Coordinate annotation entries
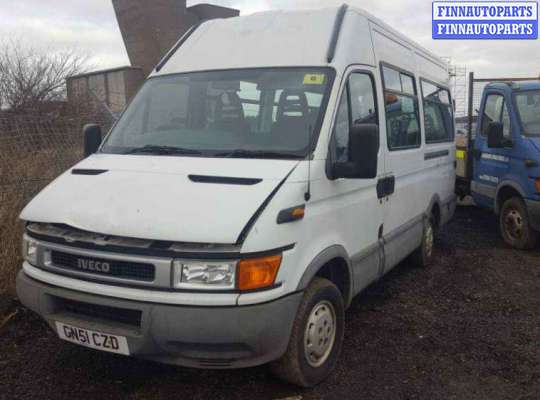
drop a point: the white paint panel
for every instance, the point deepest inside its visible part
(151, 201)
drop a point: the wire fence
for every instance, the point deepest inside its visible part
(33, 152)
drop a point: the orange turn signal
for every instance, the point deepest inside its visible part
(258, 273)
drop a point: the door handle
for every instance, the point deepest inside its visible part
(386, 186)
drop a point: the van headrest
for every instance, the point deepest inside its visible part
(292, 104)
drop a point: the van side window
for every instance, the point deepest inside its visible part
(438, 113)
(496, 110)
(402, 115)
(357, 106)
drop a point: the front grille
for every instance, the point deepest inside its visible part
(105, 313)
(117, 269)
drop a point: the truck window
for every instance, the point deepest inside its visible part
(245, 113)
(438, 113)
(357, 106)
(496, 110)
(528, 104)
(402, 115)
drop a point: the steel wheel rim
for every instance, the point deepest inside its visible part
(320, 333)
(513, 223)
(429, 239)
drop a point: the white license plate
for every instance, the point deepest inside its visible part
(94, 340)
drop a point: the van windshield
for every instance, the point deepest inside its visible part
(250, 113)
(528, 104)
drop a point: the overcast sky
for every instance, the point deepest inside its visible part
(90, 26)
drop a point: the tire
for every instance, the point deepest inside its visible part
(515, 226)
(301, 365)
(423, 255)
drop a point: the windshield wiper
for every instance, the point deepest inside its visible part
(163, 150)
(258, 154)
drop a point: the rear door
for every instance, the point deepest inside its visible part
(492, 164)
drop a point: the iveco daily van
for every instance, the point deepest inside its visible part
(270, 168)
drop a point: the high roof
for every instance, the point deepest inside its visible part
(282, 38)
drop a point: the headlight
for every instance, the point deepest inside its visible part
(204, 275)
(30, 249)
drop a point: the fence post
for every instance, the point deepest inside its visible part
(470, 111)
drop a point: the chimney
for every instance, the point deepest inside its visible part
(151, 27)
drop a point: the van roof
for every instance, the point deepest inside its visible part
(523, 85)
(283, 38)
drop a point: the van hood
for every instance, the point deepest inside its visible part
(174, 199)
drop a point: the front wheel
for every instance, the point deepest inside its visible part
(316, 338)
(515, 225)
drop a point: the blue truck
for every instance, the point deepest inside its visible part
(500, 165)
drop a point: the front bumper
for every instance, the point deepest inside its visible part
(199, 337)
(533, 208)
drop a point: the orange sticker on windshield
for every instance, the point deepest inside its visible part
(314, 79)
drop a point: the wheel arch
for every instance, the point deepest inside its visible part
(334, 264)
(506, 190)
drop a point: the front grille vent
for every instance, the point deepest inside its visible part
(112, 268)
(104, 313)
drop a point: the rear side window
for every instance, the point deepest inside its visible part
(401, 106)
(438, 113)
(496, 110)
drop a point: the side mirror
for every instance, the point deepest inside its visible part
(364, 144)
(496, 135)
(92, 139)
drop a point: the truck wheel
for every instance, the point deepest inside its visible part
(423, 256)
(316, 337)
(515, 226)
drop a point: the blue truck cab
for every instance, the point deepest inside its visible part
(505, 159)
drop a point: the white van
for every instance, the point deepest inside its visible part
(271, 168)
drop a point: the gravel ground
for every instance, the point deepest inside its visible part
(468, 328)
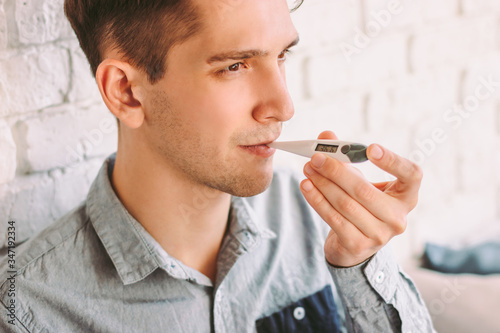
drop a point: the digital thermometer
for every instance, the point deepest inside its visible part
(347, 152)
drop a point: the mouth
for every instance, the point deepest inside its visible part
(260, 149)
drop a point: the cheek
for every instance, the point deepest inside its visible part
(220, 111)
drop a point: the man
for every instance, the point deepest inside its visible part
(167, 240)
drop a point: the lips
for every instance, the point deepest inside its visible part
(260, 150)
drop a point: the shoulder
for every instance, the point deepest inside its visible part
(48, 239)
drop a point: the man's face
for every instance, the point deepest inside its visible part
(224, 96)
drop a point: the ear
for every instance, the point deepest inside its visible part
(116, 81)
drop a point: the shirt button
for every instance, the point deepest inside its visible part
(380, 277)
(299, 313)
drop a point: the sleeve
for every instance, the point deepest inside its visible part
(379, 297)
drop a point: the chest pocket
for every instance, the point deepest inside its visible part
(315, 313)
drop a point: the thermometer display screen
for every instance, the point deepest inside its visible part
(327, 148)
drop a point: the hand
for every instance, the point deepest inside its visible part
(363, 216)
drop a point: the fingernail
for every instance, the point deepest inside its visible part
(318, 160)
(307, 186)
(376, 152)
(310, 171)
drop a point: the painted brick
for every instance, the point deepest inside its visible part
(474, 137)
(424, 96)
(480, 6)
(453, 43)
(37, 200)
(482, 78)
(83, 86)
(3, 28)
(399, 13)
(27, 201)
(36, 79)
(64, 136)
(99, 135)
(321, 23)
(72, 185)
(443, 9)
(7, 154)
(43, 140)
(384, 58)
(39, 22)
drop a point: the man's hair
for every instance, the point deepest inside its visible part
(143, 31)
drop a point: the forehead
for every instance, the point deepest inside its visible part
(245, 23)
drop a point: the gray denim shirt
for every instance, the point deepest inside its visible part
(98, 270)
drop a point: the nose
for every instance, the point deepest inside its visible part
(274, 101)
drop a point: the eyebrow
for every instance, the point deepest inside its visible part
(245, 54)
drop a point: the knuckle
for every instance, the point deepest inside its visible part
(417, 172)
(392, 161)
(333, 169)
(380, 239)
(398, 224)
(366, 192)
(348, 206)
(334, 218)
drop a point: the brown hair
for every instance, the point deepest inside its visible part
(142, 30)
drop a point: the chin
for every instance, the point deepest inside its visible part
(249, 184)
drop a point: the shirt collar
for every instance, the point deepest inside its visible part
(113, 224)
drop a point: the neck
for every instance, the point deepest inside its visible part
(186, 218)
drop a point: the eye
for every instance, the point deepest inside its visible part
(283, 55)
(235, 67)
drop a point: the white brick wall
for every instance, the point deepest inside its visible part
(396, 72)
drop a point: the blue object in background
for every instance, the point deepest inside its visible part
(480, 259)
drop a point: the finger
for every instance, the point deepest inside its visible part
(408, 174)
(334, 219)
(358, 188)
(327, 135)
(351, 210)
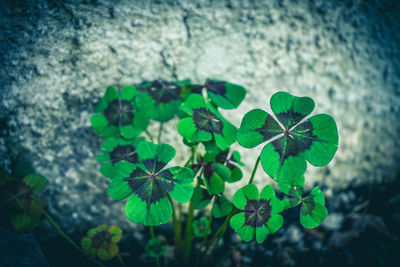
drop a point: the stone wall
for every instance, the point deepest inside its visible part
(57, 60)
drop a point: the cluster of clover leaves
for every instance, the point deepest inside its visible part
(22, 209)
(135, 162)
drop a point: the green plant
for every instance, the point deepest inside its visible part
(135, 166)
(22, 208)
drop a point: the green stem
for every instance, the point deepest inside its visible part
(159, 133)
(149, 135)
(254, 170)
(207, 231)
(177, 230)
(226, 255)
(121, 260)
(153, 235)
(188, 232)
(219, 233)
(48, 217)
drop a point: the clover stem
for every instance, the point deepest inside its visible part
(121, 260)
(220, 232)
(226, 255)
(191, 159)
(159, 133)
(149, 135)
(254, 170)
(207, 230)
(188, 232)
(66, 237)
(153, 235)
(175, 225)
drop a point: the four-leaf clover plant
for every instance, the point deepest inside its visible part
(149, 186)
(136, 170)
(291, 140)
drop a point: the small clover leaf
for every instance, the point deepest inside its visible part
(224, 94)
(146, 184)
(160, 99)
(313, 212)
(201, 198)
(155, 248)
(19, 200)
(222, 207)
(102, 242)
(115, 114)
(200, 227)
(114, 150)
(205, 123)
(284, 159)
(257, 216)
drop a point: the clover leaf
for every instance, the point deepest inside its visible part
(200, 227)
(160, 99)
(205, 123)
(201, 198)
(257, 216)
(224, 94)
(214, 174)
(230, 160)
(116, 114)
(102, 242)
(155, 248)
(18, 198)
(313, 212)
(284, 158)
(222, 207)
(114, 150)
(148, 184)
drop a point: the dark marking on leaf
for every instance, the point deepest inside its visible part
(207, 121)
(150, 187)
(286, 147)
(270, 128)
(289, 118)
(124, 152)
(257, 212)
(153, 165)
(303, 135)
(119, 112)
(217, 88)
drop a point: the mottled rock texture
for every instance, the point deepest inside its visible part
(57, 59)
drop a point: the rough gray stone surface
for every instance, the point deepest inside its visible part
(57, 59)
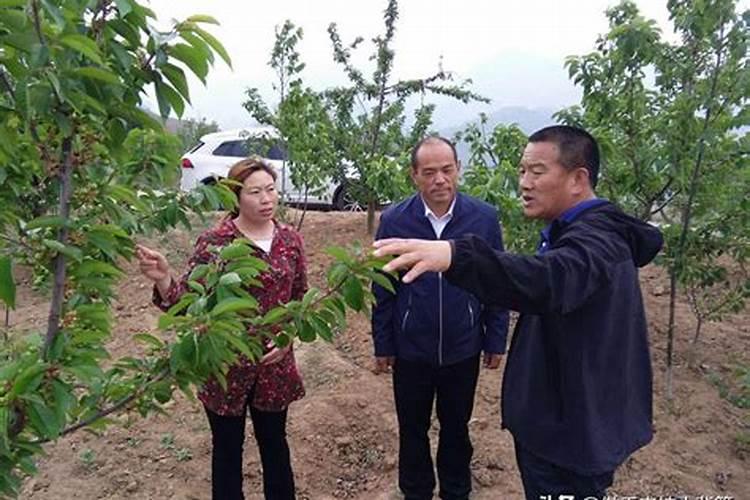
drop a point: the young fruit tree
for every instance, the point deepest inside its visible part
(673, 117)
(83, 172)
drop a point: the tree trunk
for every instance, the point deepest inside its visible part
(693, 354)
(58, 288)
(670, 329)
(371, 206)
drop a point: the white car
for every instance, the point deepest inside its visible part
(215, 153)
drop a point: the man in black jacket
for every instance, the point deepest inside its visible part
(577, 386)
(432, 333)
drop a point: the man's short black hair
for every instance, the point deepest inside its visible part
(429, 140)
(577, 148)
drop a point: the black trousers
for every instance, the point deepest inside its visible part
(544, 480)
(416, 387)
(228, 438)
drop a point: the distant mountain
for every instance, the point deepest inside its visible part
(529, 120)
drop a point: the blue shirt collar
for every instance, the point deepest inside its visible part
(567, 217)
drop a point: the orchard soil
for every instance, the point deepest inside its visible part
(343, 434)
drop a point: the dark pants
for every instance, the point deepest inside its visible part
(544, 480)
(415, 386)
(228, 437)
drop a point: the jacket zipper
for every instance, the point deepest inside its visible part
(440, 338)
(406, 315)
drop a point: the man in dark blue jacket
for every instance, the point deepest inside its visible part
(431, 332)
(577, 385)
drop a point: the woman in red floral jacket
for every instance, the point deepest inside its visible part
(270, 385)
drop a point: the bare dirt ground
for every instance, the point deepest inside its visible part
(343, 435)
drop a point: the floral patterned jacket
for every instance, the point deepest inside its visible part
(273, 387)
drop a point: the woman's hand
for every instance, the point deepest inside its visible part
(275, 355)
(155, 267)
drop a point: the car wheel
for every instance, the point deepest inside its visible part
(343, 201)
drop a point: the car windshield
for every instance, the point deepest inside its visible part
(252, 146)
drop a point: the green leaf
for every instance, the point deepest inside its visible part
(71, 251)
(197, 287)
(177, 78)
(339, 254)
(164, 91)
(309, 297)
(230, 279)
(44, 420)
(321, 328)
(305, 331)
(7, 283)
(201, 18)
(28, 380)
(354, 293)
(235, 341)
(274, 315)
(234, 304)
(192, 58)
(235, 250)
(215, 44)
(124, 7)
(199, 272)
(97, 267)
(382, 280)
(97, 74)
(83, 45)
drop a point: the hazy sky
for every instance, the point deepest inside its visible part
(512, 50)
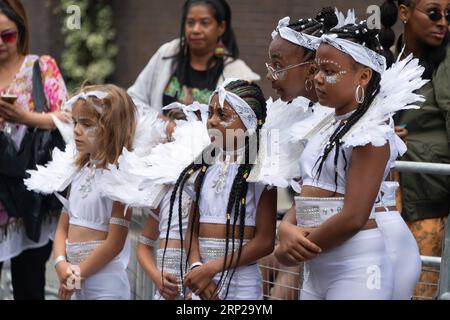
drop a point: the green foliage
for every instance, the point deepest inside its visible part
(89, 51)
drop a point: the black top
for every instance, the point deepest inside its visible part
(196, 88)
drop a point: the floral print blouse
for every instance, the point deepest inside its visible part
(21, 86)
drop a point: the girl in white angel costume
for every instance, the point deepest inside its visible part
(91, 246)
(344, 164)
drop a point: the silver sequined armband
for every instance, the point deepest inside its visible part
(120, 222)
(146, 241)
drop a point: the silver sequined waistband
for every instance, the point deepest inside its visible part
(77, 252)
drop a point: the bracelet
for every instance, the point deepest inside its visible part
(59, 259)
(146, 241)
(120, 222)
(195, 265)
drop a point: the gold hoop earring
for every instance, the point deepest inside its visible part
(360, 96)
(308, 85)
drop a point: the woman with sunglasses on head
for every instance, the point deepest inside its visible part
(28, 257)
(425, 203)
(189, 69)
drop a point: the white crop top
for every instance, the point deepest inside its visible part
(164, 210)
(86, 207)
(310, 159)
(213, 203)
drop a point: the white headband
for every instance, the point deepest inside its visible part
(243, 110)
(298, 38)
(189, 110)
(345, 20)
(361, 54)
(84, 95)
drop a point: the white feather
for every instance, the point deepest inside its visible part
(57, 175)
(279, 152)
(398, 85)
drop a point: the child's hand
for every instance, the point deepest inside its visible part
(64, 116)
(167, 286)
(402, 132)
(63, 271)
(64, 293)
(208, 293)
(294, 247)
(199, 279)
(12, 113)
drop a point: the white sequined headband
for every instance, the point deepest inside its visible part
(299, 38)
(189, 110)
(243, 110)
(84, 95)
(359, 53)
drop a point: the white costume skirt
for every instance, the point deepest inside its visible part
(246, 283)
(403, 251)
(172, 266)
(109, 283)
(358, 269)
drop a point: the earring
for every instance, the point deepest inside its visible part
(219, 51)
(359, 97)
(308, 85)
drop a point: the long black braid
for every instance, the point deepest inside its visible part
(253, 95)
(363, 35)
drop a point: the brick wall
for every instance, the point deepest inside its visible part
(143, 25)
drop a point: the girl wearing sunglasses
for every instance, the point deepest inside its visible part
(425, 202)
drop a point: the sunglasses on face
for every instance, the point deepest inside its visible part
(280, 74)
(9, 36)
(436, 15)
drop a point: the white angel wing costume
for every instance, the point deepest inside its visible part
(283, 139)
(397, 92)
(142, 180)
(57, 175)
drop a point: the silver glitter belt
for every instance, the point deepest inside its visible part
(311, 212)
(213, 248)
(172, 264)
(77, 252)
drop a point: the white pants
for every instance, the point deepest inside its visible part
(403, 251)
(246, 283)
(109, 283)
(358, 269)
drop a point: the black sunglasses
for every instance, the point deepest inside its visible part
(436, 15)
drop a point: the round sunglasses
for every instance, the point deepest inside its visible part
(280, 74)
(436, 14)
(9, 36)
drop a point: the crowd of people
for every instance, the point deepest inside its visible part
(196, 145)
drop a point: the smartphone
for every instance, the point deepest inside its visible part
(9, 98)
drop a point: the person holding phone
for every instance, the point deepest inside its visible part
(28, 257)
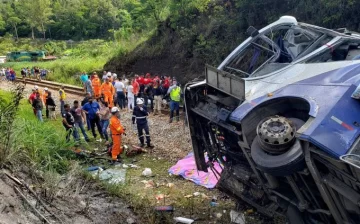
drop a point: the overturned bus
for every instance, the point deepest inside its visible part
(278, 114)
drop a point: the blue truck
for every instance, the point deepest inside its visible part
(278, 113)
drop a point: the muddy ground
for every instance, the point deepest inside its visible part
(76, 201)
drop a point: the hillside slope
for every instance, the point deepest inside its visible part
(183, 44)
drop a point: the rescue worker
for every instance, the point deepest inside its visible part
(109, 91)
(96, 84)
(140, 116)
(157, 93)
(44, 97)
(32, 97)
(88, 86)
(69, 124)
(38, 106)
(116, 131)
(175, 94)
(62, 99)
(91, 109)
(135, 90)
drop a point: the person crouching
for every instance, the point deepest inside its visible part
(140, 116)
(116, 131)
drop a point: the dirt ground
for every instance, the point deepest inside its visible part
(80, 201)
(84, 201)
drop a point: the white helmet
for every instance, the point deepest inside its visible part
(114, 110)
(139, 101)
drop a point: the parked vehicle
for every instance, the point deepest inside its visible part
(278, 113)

* What the task asks
Write out the listing above word for word, beginning at the line that contains "drop a point: the white helmet" and continuing through the end of the listing.

* Exercise answer
drop a point: the white helmet
for every instance, the point deepest inside its visible part
(114, 110)
(139, 101)
drop a point: the parked vehicle
for every instance, the point deepest inside its visible part
(278, 113)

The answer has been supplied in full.